## Sorular ve görevler
A. Ecrimisil davasıyla ilgili karar metnine göre, davalının işgal ettiği söylenen taşınmazın ada ve parsel numarası nedir?
B. Ecrimisil davasıyla ilgili karar metnini kaldığı yerden sürdürün.

## Verilen metin
%%

8. Hukuk Dairesi 2018/6992 E. , 2020/7929 K.
"İçtihat Metni"MAHKEMESİ :Asliye Hukuk Mahkemesi
DAVA TÜRÜ : Ecrimisil
Taraflar arasında görülen ve yukarıda açıklanan davada yapılan yargılama sonunda Mahkemece, asıl ve birleşen davanın kısmen kabulüne karar verilmiş olup hükmün davacı vekili tarafından temyiz edilmesi üzerine, Dairece dosya incelendi, gereği düşünüldü.
K A R A R
Davacı vekili asıl ve birleşen dava dilekçesinde, davacı kuruma ait olan 2629 ada 44 parsel sayılı taşınmazın davalı tarafından işgal edildiğini belirterek, ecrimisil talep etmiştir.
Davalı vekili cevap dilekçesinde, 1957 yılından beri müvekkilinin aynı yerde oturduğunu, taşınmaz üzerindeki evin davalının eşi tarafından yapıldığını belirterek, davanın reddini savunmuştur.
Mahkemece yapılan yargılama sonunda, asıl ve birleşen davanın kısmen kabulüne dair verilen karar, davacı vekilince temyiz edilmiştir.
Dava, ecrimisil talebine ilişkindir.
Ecrimisil hesabı uzmanlık gerektiren bir husus olup, taşınmazın niteliğine uygun bilirkişi marifetiyle keşif ve inceleme yapılarak ve taleple bağlı kalınarak haksız işgal tazminatı miktarı belirlenmelidir. Alınan bilirkişi raporu, somut bilgi ve belgeye dayanmalı, tarafların ve hâkimin denetimine açık olmalı ve değerlendirmenin gerekçelerinin bilimsel verilere uygun şekilde 6100 sayılı Hukuk Muhakemeleri Kanunu"nun 266 vd. maddelerine uygun olarak açıklanması gereklidir.
Eğer, özellikle arsa ve binalarda kira esasına göre talep varsa, taraflardan emsal kira sözleşmeleri istenmeli, gerekirse benzer nitelikli yerlerin işgal tarihindeki kira paraları araştırılıp, varsa emsal kira sözleşmeleri de getirtilerek resen emsal araştırılmalı, dava konusu taşınmaz ile emsalin somut karşılaştırması yapılmalı, üstün veya eksik tarafları belirlenmelidir.

%%

## Veri kayıtları
%%

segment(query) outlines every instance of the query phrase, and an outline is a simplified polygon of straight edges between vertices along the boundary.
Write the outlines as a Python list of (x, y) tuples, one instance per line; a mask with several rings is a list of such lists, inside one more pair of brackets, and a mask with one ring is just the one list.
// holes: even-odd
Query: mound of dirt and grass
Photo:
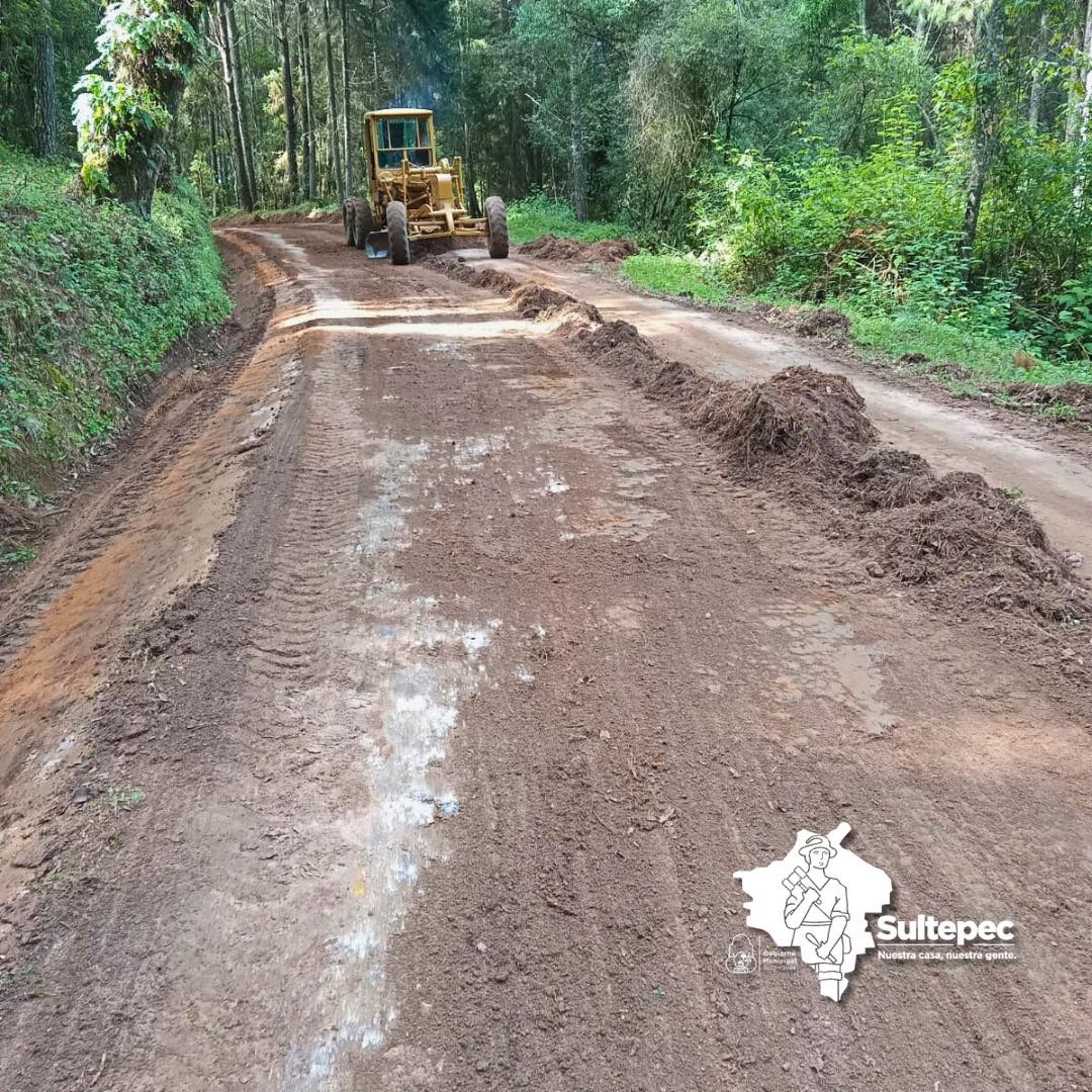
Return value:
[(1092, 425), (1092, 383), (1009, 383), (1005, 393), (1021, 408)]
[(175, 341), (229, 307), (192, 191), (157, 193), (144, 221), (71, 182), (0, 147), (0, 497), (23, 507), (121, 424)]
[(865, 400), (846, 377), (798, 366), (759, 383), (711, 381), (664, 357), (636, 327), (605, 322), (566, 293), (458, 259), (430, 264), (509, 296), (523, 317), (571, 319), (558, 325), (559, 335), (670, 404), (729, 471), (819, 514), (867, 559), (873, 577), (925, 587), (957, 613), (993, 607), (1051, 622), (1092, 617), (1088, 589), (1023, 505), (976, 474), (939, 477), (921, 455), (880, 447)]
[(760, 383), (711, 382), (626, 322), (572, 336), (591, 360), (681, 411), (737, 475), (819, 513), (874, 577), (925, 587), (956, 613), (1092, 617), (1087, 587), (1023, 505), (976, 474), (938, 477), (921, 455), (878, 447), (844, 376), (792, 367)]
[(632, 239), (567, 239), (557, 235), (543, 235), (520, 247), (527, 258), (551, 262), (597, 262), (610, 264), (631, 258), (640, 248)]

%%

## Cevaplar
A. 2629 ada 44 parsel.

B.
İlke olarak, kira geliri üzerinden ecrimisil belirlenmesinde, taşınmazın dava konusu ilk dönemde mevcut haliyle serbest şartlarda getirebileceği kira parası, emsal kira sözleşmeleri ile karşılaştırılarak, taşınmazın büyüklüğü, niteliği ve çevre özellikleri de nazara alınarak yöredeki rayice göre belirlenir. Sonraki dönemler için ecrimisil değeri ise ilk dönem için belirlenen miktara ÜFE artış oranının tamamının yansıtılması suretiyle bulunacak miktardan az olmamak üzere takdir edilir. Bunun yanı sıra, Dairemizin yerleşmiş uygulamalarına göre; aynı yere ilişkin olarak önceki dönem ecrimisil bedeline ilişkin sonuçlanmış davalar bulunduğu takdirde; kural olarak önceki dönemin son dönemi için kabul edilen (ve kesinleşen) miktara ÜFE’nin tamamının yansıtılması suretiyle bulunacak miktar, sonraki dönem ecrimisil bedelini oluşturur. Kural bu olmakla beraber, ecrimisil bedelinin en az kira bedeli olması ve kira sözleşmelerinde TBK’nin 344. maddesine göre 5 yıl geçtikten sonra rayice göre kira tespitinin istenebilmesi nedeniyle, daha önce rayice göre belirlenen dönem ile dava konusu edilen ilk dönem arasında 5 yıllık sürenin geçmesi veya taşınmazın bulunduğu yerde imar, sanayileşme, yerleşim vs. özel nedenlerle değişimden dolayı rayiç ve emsal kiralar arttığı takdirde kesinleşen döneme ilişkin değerler nazara alınmadan, toplanacak somut verilere göre yeniden bilirkişi incelemesi yapılarak yeni dönem (sonraki dönem) ecrimisil bedeli belirlenerek hüküm altına alınabilir.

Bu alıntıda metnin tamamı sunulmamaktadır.